Exercise instructions
Please copy out each of the following items word for word.

Supplied material
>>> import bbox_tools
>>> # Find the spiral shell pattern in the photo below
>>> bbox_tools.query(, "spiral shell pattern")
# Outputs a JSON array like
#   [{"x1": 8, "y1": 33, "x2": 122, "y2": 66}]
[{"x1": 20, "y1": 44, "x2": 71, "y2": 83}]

Final answer
>>> import bbox_tools
>>> # Find the spiral shell pattern in the photo below
>>> bbox_tools.query(, "spiral shell pattern")
# Outputs a JSON array like
#   [{"x1": 8, "y1": 33, "x2": 122, "y2": 66}]
[{"x1": 20, "y1": 44, "x2": 71, "y2": 83}]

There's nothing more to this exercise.